** start of Given data **

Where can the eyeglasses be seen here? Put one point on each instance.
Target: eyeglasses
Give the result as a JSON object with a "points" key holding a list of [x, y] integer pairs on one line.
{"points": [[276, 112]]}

** end of Given data **
** start of Given data **

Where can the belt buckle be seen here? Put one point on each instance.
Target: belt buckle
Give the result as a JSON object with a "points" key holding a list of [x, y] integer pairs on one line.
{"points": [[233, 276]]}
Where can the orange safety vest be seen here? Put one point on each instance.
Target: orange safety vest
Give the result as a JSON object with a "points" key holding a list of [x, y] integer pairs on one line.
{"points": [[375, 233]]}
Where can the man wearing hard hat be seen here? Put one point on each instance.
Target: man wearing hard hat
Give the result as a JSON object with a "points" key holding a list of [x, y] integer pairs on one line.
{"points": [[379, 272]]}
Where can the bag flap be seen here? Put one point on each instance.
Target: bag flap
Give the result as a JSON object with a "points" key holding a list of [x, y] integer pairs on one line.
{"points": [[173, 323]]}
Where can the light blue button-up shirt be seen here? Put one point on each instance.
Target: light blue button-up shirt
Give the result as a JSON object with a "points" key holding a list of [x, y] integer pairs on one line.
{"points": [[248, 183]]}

** end of Given data **
** start of Given data **

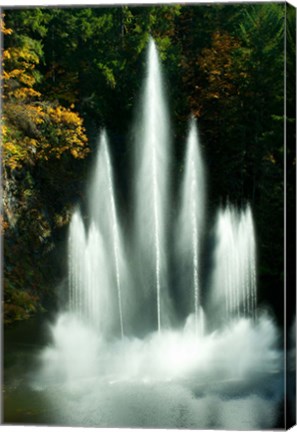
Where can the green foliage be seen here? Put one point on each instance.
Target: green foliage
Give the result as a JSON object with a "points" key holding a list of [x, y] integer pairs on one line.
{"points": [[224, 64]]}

** end of Given data **

* _Goal_:
Pick out each line of the items above that contains the word "light" and copy those lines verbatim.

* _Problem solution_:
Where can the light blue button-up shirt be seen here? Put one point on each instance.
Target: light blue button-up shirt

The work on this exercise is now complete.